### EXPLORE THE MATERIAL
- a) Copy the passage on standardized testing verbatim, from "There are several" through "a one-size-fits-all approach.", inclusive.
- b) In the passage on standardized testing, what position does Ian Rosenblum hold?
- c) Write the next part of the passage on standardized testing, picking up after its final sentence.

### TEXT SECTION
_____
Some are arguing that economic and racial inequalities make an argument in favor of giving the exams. After all, test scores will help us assess the damage, and let us know which communities need the most help. Ian Rosenblum, an assistant education secretary, has explained that test scores “play an important role in advancing educational equity.”

There are several problems with that line of argument. First of all, we know which communities are struggling in this pandemic. Schools and school districts are collecting data and assessing student learning all the time. If we want more data, each state and each school district can determine for itself the best ways to assess students’ progress. It makes no sense to insist on a one-size-fits-all approach.

Ben Mullins/Unsplash

Second of all, high-stakes standardized tests are hardly the only way to find out what students are learning. It has often been said that the main thing assessed by standardized tests is—the student’s ability to take a standardized test. A student’s aptitude at outsmarting tricky test questions, or picking the right multiple-choice option by process of elimination, does tell us something about that student’s abilities, but it’s not necessarily the best way to assess the breadth and depth of a student’s understanding.
_____
### DATA LISTING
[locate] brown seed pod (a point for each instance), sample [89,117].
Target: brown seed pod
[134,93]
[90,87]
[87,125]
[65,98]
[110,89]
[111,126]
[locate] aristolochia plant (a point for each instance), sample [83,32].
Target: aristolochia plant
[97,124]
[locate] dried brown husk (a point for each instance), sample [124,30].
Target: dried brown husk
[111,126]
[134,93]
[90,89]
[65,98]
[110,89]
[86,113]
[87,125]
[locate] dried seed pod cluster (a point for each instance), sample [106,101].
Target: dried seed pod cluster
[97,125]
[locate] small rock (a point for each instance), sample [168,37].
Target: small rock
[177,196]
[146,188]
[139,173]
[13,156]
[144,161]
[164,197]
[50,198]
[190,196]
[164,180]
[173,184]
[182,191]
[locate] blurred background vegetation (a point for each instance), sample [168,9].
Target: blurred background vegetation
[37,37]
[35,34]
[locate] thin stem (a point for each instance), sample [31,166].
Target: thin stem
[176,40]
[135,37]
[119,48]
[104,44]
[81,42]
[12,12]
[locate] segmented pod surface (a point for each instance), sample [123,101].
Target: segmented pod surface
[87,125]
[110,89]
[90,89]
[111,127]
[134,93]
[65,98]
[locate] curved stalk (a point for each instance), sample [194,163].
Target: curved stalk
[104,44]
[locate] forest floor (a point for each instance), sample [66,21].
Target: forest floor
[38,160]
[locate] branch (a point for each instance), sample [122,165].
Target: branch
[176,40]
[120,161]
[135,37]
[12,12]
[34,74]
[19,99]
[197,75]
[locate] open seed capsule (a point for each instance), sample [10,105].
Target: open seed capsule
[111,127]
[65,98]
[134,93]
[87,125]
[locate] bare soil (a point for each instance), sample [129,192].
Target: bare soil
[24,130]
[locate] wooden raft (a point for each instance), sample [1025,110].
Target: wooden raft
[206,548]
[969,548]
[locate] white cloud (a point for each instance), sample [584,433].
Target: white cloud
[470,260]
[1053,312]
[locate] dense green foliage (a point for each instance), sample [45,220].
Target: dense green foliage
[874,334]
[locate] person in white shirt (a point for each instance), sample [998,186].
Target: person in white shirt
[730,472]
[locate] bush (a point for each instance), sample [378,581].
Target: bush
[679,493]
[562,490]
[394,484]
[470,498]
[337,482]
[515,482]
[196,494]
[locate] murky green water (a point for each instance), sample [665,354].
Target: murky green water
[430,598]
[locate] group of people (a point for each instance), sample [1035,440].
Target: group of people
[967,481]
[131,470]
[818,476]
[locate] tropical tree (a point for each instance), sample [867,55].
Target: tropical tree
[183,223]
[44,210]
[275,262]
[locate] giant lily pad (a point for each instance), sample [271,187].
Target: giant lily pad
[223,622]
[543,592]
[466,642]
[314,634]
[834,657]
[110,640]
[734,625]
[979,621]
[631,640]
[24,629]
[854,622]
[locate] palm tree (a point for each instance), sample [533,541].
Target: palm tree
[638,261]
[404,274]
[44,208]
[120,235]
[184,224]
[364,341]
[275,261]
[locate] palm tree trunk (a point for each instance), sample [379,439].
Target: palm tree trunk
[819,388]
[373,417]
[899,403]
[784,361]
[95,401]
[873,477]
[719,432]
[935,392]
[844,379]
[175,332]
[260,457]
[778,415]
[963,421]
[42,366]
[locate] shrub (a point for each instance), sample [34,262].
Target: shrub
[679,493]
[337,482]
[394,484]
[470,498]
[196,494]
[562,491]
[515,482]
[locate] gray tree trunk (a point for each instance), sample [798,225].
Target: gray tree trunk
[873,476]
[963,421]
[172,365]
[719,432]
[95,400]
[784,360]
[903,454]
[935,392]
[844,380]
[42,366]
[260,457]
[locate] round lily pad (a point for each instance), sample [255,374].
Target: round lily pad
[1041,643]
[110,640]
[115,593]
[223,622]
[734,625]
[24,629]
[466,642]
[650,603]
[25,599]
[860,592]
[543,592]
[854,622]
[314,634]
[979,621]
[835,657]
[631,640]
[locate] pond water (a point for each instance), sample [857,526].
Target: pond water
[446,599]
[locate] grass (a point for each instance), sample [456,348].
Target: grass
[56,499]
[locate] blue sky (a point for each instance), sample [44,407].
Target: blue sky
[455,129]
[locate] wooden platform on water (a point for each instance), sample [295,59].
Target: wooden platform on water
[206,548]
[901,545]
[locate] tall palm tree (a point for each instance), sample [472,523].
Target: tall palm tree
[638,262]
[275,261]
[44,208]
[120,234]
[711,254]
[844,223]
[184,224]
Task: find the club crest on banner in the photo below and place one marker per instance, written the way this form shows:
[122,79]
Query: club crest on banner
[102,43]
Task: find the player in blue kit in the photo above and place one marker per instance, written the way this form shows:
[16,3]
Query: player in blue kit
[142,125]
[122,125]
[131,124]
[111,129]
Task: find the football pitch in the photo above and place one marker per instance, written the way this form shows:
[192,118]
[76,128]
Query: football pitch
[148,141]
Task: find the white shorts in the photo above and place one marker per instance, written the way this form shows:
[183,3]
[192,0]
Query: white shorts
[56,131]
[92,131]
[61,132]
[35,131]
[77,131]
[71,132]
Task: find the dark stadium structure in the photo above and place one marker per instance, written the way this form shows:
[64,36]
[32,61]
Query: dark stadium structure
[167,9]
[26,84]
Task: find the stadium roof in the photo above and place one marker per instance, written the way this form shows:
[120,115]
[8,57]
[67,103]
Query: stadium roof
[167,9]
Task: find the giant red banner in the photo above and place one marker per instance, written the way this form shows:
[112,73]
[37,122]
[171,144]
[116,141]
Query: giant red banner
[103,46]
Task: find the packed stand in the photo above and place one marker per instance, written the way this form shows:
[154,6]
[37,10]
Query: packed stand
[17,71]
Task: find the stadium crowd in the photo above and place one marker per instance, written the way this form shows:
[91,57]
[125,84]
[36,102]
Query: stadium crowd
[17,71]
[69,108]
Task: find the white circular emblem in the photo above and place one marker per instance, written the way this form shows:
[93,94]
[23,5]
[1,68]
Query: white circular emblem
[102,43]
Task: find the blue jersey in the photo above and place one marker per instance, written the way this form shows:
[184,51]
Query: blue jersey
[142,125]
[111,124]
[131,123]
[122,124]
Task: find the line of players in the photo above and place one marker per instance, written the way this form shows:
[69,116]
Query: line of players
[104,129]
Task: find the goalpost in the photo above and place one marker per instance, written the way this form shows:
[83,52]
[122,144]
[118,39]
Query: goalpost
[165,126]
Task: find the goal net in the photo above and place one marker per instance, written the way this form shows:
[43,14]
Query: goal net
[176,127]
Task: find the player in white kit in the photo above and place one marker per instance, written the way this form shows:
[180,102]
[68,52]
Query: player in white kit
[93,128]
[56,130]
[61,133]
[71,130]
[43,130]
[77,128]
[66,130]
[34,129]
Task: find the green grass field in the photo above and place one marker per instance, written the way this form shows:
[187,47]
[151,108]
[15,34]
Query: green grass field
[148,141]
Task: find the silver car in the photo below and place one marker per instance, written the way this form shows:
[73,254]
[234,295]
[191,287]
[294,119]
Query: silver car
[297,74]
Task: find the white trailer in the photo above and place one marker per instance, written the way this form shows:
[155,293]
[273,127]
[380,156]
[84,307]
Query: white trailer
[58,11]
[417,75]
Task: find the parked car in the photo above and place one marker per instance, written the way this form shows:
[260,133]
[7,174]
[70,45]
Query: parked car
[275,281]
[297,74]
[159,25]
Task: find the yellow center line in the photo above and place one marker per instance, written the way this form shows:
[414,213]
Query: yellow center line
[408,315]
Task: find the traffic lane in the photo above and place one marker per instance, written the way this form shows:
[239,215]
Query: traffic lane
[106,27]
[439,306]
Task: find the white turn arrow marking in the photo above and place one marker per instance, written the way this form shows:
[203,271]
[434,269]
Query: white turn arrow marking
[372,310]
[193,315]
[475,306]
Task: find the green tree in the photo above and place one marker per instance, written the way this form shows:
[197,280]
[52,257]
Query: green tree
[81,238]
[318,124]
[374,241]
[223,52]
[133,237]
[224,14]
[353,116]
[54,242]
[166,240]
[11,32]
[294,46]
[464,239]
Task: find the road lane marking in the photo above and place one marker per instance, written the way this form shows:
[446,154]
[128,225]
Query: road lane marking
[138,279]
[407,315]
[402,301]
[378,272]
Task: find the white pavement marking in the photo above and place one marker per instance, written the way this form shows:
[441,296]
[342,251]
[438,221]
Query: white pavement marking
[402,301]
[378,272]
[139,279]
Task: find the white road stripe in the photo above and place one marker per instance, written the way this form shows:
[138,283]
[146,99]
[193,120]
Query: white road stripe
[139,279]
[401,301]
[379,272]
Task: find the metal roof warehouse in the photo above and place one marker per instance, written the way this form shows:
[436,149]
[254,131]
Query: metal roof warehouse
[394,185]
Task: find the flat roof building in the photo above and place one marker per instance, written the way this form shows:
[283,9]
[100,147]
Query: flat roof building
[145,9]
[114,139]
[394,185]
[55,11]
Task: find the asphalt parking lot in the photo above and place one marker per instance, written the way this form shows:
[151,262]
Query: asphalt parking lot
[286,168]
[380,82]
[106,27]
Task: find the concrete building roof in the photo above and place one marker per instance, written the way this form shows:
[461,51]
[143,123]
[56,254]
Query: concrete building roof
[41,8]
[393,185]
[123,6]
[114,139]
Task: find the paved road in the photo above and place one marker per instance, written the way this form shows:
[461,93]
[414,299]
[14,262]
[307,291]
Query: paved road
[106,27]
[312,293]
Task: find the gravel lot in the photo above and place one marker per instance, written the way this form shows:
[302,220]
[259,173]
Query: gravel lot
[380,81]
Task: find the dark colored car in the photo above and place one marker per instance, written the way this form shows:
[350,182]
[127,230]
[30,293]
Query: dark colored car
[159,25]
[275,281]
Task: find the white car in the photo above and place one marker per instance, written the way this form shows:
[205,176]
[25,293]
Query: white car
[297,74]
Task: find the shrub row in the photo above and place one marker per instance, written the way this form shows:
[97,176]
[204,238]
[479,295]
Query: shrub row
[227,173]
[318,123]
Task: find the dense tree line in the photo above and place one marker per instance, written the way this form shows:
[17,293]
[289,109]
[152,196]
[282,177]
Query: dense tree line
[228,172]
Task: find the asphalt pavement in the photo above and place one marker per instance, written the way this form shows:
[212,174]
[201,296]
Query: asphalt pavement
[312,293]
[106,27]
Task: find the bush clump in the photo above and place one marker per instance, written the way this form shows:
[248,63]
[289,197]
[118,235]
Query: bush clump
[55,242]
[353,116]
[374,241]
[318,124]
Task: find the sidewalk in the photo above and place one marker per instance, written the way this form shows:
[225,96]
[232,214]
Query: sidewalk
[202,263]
_____
### RESPONSES PER TASK
- a)
There are several problems with that line of argument. First of all, we know which communities are struggling in this pandemic. Schools and school districts are collecting data and assessing student learning all the time. If we want more data, each state and each school district can determine for itself the best ways to assess students’ progress. It makes no sense to insist on a one-size-fits-all approach.

- b) He is an assistant education secretary.

- c)
Third of all, and perhaps most importantly, state test scores are never simply used as a way of innocently collecting data. Rather, the test scores are publicly touted by the schools and school districts that perform best, to bolster their prestigious reputations. Predictably, the more privileged and whiter schools are the best performers, which leads to them being ranked highest on the various ranking sites, which in turn raises property values in these communities, reinforcing the systems of privilege from which they already benefit. The school districts that are struggling—the ones we were ostensibly helping by assessing the severity of the learning gap—are essentially punished for their lower performance.

Similarly, student test scores are used as a factor in teachers’ professional evaluations. If students do well on tests, that is taken as a sign of excellent teaching; if students fail, it follows that the teachers have failed them. But this is senseless in the context of a system of brutal inequality. In privileged school districts where students tend to do well, teachers have nothing to fear from standardized exams. But in school districts where students are struggling, the exam scores can lead to poor ratings for the teachers; thus the places that need teachers the most are the places where it’s toughest for teachers to hold onto a job.

Because these exams have high stakes—for the schools, the school districts, and the teachers—they are often treated as if they were the whole raison d’être of the learning process. Class discussions are cut short, enrichment activities suspended, every other educational goal deferred in favor of test prep. The frustrating thing is that President Biden himself seems to understand this: in 2019, he opined that “teaching to a test underestimates and discounts the things that are most important for students to know.”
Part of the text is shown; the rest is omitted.